What needs to be done:
Beginning with the line that holds "Query: ground", retype the rest of the listing exactly, last line included.
Data for processing: Begin
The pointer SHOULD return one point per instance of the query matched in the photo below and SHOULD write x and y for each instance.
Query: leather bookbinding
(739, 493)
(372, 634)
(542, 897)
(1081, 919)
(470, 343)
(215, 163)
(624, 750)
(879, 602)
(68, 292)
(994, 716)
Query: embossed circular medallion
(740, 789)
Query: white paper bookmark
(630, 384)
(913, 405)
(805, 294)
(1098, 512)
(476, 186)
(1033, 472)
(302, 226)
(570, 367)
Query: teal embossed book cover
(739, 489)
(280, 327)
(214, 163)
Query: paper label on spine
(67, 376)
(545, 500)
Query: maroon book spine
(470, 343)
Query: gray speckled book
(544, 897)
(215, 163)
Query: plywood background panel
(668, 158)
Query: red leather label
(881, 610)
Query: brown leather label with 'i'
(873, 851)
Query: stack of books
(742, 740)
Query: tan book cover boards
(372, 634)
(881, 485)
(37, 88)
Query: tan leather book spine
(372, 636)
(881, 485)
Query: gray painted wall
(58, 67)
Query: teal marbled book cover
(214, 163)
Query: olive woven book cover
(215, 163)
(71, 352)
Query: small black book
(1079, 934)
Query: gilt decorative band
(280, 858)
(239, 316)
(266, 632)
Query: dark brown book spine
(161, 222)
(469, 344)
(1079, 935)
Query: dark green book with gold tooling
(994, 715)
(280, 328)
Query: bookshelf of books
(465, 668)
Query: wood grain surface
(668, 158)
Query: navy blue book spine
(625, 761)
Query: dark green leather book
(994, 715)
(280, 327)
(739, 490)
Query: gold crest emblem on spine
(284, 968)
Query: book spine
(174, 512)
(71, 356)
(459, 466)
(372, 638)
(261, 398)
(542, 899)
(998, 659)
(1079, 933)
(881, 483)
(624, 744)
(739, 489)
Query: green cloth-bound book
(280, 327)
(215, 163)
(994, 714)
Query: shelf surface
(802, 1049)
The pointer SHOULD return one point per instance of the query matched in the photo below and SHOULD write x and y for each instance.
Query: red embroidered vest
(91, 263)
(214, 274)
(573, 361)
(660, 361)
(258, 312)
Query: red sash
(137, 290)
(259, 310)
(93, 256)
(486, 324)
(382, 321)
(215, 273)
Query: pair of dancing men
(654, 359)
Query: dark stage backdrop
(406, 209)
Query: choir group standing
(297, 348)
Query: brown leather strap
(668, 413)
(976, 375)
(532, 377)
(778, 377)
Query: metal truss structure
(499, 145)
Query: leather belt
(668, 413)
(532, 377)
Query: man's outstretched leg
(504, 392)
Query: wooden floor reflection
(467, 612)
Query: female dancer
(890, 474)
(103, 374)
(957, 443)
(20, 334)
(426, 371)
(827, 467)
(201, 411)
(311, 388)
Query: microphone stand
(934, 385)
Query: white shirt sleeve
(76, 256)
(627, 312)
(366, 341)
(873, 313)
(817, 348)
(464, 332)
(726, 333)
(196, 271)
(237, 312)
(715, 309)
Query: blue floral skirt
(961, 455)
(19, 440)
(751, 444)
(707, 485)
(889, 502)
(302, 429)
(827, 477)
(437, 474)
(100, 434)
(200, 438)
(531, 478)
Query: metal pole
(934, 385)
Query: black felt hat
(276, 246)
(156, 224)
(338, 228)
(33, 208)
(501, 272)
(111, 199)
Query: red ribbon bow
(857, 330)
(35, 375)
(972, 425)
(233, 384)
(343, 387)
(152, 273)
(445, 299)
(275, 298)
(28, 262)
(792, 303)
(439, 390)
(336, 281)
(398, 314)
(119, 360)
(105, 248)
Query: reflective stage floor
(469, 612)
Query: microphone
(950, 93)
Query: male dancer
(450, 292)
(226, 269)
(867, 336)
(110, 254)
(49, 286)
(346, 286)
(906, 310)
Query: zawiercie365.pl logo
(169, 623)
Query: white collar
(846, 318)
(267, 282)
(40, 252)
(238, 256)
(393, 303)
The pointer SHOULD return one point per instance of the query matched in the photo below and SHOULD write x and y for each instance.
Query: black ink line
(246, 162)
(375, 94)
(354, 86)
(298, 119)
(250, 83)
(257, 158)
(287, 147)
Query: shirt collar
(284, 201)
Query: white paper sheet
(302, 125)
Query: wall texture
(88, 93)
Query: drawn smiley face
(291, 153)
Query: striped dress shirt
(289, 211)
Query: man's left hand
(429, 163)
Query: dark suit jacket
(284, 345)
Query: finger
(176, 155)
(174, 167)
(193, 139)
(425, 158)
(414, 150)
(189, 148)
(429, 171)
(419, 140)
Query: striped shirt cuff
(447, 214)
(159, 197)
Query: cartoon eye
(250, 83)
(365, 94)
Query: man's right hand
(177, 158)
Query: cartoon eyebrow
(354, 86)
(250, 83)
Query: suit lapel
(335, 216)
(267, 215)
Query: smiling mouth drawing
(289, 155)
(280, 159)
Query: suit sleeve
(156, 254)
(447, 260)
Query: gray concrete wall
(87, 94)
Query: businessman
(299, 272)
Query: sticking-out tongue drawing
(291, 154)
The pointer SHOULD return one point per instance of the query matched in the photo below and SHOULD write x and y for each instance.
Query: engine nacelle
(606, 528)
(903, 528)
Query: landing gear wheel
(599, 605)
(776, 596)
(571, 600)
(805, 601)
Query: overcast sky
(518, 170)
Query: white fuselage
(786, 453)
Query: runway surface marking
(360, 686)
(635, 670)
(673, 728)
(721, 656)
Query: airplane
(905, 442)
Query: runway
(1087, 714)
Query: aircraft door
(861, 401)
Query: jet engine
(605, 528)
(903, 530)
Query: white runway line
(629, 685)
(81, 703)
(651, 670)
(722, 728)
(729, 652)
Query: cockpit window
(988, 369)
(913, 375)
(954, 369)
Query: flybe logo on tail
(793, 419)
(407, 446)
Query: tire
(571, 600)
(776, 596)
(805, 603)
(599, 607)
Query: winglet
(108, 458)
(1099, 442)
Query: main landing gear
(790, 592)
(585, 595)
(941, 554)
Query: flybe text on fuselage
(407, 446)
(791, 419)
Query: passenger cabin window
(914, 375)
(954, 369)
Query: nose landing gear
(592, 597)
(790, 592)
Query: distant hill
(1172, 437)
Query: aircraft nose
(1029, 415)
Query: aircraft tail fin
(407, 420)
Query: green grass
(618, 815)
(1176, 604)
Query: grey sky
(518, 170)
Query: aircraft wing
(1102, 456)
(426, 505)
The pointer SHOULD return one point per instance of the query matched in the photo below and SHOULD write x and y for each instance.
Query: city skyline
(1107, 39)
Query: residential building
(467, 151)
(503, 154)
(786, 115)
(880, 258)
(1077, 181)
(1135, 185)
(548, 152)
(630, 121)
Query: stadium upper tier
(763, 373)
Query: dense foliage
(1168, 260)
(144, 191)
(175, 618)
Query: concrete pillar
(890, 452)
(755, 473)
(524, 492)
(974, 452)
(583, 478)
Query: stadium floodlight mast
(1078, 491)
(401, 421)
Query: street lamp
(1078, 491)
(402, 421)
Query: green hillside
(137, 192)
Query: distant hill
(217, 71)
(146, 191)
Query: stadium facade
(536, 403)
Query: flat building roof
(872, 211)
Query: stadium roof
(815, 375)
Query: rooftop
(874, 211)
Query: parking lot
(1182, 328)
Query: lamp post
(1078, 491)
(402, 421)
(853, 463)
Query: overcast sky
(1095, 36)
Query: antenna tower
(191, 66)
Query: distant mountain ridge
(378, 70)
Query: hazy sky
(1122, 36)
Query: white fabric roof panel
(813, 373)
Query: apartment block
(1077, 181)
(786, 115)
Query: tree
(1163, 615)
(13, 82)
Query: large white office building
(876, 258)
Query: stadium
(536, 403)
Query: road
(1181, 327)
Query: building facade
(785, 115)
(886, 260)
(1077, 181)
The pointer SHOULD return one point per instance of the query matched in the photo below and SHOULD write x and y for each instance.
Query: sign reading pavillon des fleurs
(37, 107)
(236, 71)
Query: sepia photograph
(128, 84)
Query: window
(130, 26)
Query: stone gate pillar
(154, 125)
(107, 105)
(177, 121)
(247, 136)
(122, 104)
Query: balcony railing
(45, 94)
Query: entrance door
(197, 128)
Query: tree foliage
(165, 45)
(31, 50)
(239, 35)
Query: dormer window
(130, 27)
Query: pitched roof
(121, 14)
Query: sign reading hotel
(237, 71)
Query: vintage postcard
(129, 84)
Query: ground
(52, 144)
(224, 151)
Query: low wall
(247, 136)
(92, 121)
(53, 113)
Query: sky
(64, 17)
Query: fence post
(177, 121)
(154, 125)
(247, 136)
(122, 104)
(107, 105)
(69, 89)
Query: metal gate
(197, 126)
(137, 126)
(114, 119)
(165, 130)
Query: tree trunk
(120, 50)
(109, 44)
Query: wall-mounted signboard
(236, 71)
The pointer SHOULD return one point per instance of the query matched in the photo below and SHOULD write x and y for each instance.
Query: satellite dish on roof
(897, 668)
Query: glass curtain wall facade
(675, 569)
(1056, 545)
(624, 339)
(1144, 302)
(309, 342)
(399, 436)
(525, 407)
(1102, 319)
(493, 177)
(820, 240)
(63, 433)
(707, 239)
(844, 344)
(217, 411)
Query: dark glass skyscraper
Data for processing: End
Output for this exercise:
Query: ground
(52, 144)
(224, 151)
Query: low wall
(247, 136)
(92, 121)
(53, 113)
Query: sky
(64, 17)
Query: fence post
(177, 121)
(154, 125)
(247, 136)
(122, 104)
(107, 105)
(69, 89)
Query: metal gate
(197, 126)
(137, 126)
(114, 119)
(165, 130)
Query: tree trunk
(120, 50)
(109, 44)
Query: wall-mounted signboard
(236, 71)
The pointer SHOULD return one point per instance of the query matched in the photo below and SHOULD write x and y for each instance.
Query: satellite dish on roof
(897, 668)
Query: glass curtain wall facade
(675, 569)
(1056, 545)
(624, 339)
(1144, 302)
(309, 342)
(399, 436)
(525, 407)
(1102, 319)
(493, 177)
(820, 240)
(63, 433)
(707, 239)
(844, 344)
(217, 411)
Query: dark glass skyscraper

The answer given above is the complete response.